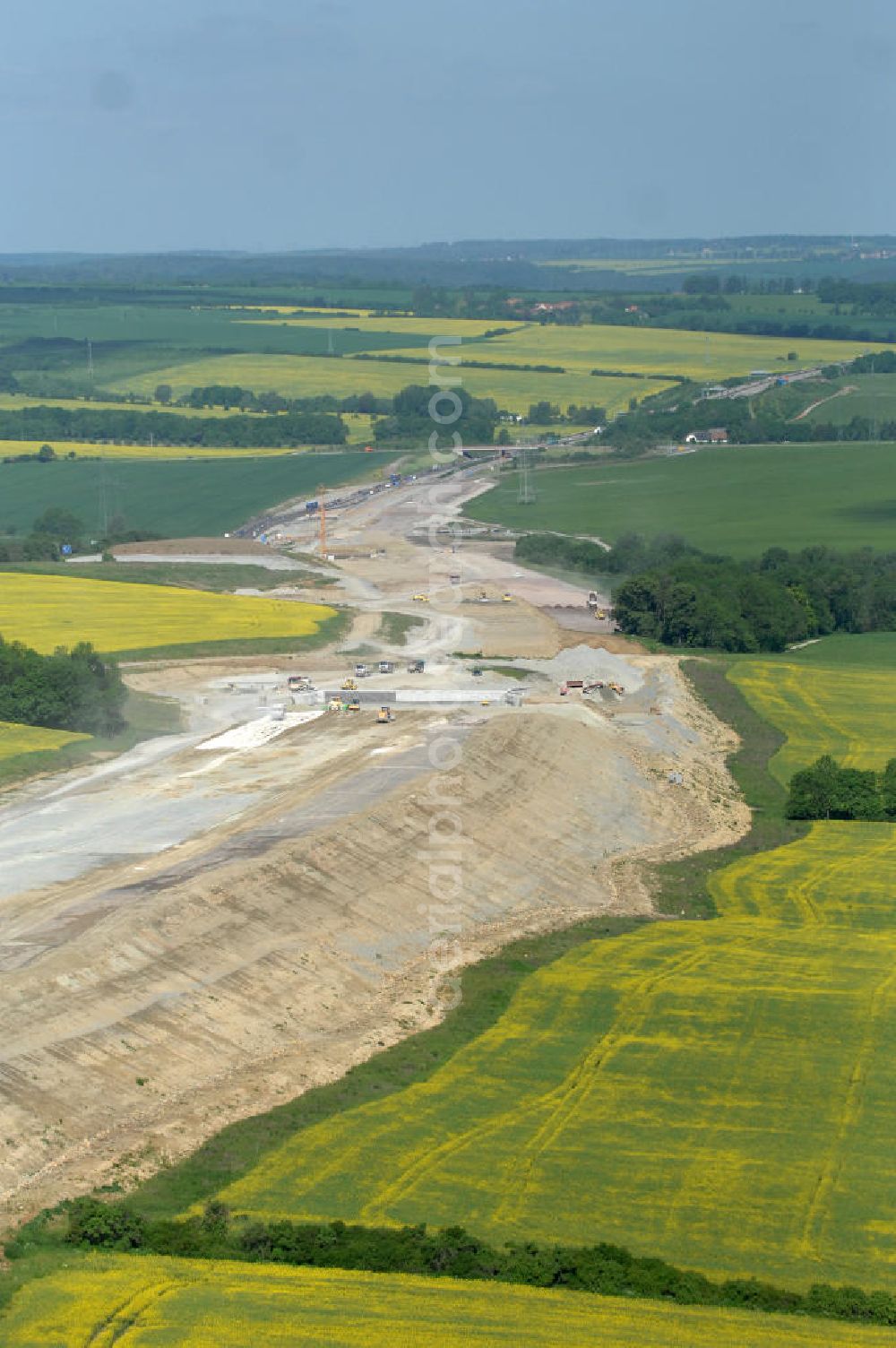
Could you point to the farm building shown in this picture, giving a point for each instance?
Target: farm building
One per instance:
(714, 436)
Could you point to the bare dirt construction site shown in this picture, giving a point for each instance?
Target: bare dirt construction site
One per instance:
(222, 918)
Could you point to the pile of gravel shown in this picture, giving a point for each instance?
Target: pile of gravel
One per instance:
(586, 663)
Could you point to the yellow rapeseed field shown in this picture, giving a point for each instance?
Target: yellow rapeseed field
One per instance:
(700, 355)
(719, 1093)
(32, 739)
(48, 611)
(88, 449)
(150, 1302)
(15, 402)
(306, 376)
(841, 711)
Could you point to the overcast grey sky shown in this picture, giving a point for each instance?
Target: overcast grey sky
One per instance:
(325, 123)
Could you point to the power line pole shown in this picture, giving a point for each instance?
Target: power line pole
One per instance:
(527, 491)
(323, 530)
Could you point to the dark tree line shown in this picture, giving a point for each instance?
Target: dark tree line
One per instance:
(67, 690)
(676, 595)
(452, 1252)
(419, 411)
(825, 791)
(134, 427)
(233, 395)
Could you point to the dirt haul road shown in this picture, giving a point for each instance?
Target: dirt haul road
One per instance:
(225, 918)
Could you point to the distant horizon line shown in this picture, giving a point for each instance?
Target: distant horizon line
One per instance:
(845, 238)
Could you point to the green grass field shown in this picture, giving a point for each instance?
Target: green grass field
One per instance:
(100, 1301)
(176, 499)
(736, 500)
(810, 703)
(711, 1092)
(858, 395)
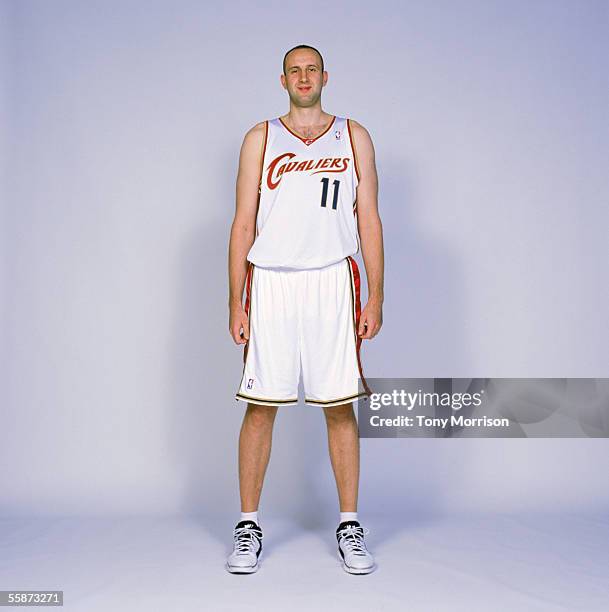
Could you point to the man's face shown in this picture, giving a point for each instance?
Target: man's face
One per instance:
(303, 78)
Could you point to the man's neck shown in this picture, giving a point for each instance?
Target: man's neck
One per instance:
(307, 122)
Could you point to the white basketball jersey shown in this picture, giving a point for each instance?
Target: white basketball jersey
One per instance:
(307, 210)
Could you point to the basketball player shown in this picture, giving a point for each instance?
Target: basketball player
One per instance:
(306, 183)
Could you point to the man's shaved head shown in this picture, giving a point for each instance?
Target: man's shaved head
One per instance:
(302, 47)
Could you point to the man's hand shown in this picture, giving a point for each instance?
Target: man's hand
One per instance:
(239, 326)
(370, 320)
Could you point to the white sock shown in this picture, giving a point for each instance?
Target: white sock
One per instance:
(250, 516)
(348, 516)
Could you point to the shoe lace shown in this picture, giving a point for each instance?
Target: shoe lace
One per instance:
(245, 539)
(352, 538)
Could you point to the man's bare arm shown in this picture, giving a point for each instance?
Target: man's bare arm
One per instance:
(243, 230)
(370, 231)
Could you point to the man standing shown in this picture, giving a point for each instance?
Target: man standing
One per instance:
(306, 198)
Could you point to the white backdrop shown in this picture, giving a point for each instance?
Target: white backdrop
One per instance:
(121, 127)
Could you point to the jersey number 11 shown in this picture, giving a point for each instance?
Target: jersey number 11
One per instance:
(324, 193)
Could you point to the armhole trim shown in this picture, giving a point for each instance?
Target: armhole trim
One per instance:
(355, 163)
(266, 137)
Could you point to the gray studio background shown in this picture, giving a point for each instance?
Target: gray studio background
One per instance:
(120, 131)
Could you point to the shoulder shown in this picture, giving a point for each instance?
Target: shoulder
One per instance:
(256, 134)
(360, 137)
(358, 130)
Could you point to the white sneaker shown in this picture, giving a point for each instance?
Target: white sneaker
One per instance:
(247, 548)
(352, 549)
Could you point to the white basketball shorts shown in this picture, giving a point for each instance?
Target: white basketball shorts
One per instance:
(302, 319)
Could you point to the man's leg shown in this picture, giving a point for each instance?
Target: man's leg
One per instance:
(254, 452)
(343, 445)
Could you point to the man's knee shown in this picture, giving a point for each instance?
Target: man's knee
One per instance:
(258, 415)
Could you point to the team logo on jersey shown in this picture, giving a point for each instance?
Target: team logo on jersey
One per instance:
(285, 163)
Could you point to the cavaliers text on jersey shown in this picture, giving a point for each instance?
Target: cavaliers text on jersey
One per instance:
(307, 202)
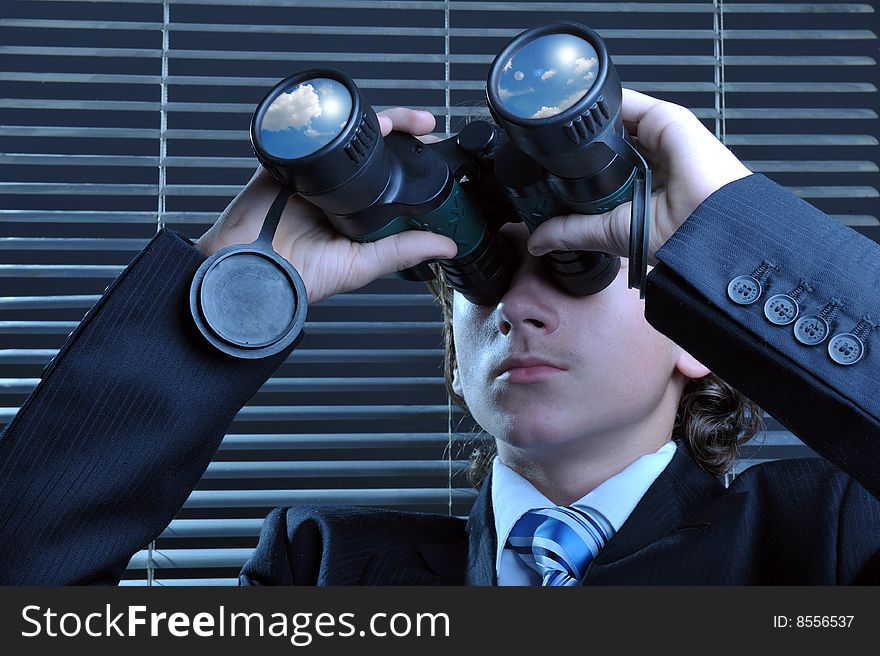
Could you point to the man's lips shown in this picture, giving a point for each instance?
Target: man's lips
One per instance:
(526, 369)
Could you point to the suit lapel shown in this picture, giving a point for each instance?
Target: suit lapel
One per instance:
(481, 539)
(673, 503)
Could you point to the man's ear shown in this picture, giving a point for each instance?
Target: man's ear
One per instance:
(689, 366)
(456, 382)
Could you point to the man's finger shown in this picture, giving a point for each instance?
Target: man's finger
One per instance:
(404, 250)
(578, 232)
(404, 119)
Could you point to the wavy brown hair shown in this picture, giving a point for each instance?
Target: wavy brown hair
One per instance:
(713, 418)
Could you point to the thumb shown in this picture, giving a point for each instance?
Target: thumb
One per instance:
(608, 232)
(407, 249)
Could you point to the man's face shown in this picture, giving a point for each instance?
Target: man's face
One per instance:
(542, 368)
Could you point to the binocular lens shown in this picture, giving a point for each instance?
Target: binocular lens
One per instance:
(304, 118)
(546, 76)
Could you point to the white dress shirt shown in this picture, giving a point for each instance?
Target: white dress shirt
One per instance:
(513, 496)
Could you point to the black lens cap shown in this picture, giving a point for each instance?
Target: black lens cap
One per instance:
(248, 301)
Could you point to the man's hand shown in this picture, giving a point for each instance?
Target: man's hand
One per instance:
(687, 165)
(329, 263)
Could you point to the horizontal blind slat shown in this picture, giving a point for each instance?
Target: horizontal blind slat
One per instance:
(221, 470)
(301, 356)
(387, 497)
(340, 300)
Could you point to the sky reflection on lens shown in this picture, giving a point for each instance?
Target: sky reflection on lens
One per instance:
(547, 76)
(305, 118)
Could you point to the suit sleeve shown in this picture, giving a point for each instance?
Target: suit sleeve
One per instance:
(834, 408)
(119, 430)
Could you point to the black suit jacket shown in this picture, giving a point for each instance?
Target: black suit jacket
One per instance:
(128, 415)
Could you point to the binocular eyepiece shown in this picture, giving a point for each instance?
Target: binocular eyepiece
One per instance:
(557, 146)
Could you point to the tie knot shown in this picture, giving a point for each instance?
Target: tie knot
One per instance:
(560, 542)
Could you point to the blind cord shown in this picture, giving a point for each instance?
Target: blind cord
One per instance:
(720, 87)
(163, 115)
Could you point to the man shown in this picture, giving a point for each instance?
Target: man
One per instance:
(580, 394)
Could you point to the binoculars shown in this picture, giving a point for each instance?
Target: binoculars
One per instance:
(556, 145)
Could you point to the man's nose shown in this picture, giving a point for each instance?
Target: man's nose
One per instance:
(531, 303)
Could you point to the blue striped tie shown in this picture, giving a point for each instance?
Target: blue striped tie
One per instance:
(560, 542)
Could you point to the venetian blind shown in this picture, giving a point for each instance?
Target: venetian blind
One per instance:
(120, 117)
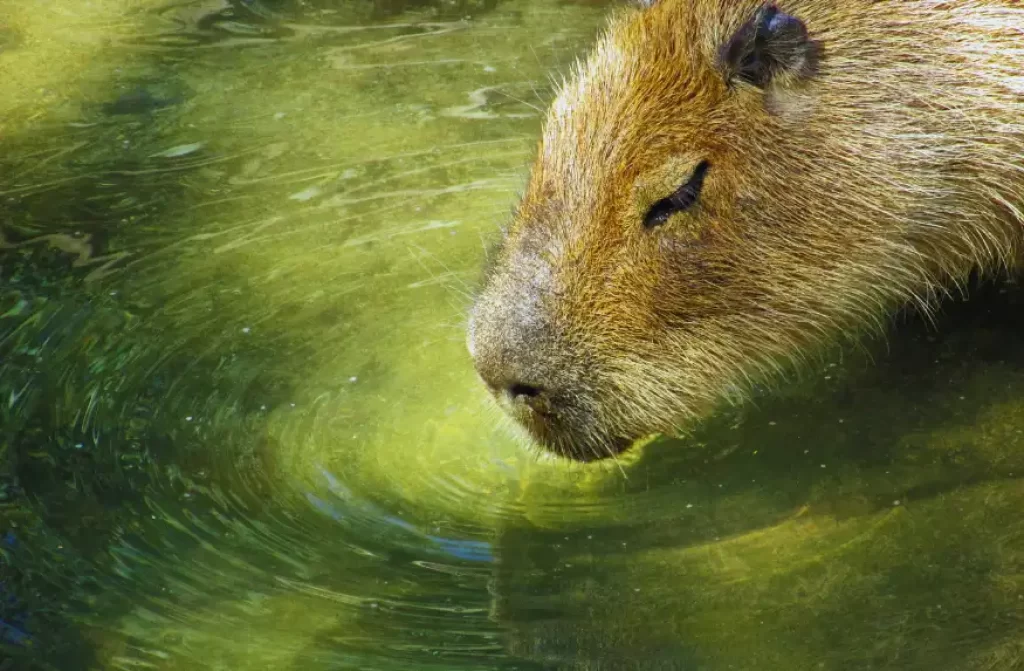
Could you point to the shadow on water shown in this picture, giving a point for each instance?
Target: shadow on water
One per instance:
(133, 420)
(866, 518)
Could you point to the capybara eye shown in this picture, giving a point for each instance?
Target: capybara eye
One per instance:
(681, 200)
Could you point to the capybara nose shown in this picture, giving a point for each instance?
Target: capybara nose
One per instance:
(503, 380)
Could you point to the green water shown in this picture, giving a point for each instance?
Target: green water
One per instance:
(240, 428)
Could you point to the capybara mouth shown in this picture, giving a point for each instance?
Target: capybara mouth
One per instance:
(576, 445)
(723, 187)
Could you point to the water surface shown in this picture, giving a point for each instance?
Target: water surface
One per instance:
(240, 429)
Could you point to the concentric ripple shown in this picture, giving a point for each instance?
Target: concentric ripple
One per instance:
(239, 428)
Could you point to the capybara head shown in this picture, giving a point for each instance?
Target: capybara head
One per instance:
(724, 184)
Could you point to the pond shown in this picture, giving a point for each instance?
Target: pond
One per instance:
(240, 429)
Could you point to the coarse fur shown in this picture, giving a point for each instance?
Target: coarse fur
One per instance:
(881, 171)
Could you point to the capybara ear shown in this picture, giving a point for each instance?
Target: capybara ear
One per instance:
(770, 44)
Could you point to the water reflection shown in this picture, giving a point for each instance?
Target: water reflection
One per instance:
(240, 428)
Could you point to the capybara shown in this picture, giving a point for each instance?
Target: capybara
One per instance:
(725, 184)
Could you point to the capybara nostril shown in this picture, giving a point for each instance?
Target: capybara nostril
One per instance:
(525, 391)
(724, 186)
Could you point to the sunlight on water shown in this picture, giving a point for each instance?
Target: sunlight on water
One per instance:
(241, 429)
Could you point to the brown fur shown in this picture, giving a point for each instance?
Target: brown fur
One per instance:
(885, 175)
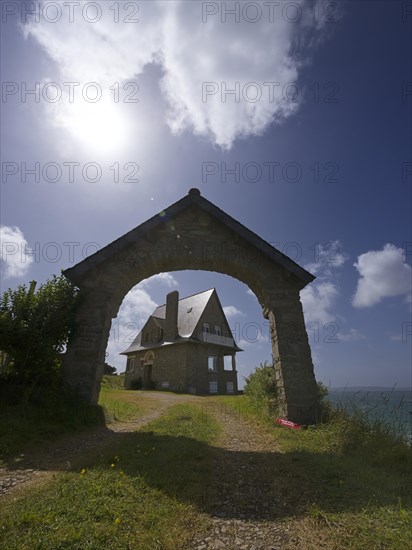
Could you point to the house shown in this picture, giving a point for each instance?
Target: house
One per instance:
(185, 345)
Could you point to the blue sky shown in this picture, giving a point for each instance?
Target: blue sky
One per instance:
(311, 150)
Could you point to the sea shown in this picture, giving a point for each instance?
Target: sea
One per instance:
(389, 405)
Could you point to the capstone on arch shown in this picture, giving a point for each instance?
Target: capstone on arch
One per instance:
(194, 234)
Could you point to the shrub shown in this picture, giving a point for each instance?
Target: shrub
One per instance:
(34, 329)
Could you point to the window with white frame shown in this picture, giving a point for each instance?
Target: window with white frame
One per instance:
(213, 387)
(212, 363)
(227, 362)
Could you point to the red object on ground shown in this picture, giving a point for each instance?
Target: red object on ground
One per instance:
(287, 423)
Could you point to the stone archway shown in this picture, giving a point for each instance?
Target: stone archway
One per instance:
(194, 234)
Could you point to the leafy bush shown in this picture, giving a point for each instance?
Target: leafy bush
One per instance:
(34, 329)
(261, 391)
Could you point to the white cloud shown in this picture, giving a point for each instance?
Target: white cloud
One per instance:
(14, 260)
(327, 256)
(318, 299)
(232, 311)
(191, 52)
(353, 335)
(165, 278)
(383, 274)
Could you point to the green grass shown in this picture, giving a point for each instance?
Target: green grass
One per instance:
(26, 424)
(144, 494)
(354, 478)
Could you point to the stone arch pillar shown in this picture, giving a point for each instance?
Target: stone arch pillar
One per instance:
(85, 356)
(292, 359)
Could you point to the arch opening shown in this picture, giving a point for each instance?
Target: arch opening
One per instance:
(193, 234)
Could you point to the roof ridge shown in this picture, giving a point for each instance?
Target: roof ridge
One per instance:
(191, 295)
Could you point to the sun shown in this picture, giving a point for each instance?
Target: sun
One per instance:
(101, 127)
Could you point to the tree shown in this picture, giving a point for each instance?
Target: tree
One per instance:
(261, 384)
(108, 369)
(35, 326)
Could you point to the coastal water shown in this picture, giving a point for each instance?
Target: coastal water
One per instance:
(393, 407)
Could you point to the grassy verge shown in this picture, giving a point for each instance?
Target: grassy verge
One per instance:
(144, 494)
(353, 479)
(28, 424)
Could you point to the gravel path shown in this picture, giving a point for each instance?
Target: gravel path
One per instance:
(242, 501)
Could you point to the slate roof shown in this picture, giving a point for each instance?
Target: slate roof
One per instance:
(189, 312)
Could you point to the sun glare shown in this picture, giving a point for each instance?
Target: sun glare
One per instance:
(102, 126)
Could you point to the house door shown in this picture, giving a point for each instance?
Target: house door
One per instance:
(147, 376)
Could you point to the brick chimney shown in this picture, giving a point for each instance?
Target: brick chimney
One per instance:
(172, 307)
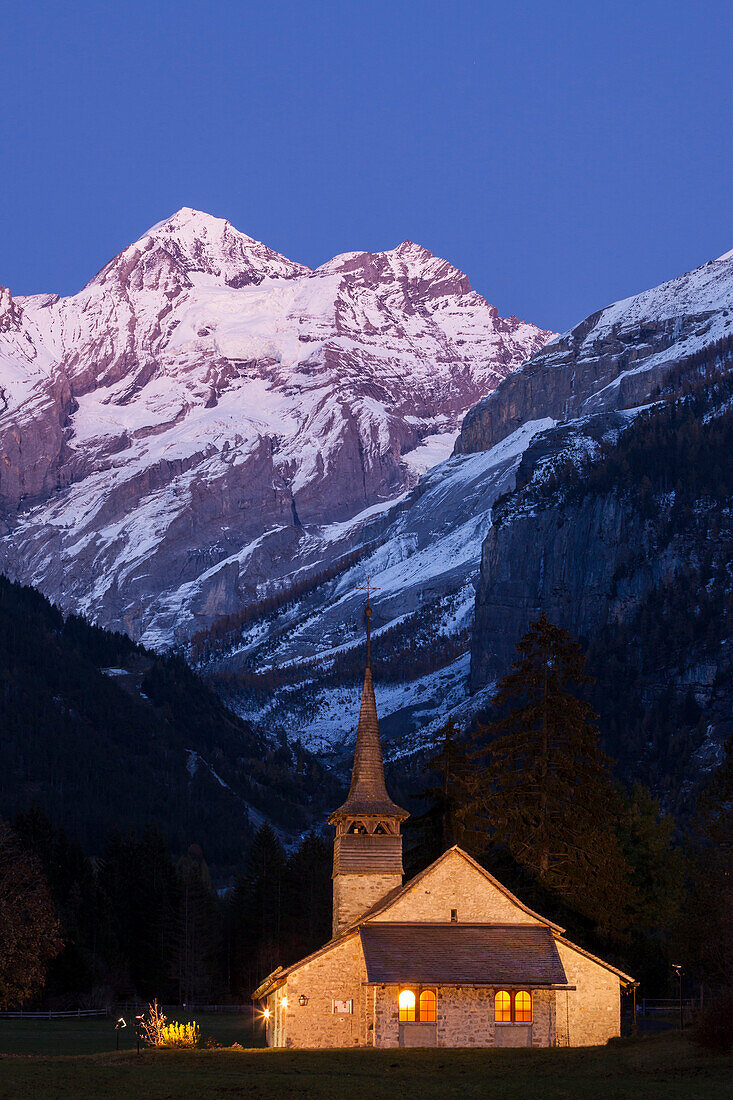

====

--- Task goal ---
Rewrite everything from the line containing "Could you point to the slate" down to the end of the listing, swapping "slate roof" for "tiled roof" and keeping every other part unchanged. Omit the pictures from your answer.

--- Exercise output ---
Could you point to the tiled roof shown in this picture, giving a point for each instance?
Target: tiled roof
One per instance:
(189, 312)
Could you point to the sun glare shown in this picture, giving a point for each instance?
Target: sun glare
One per instance:
(102, 126)
Could you point to the house door shown in this picture, giving a point for each instance?
Target: house door
One per instance:
(147, 376)
Could you point to the brick chimney shown in this picture, giving a point for each instance?
Target: brick chimney
One per instance:
(172, 307)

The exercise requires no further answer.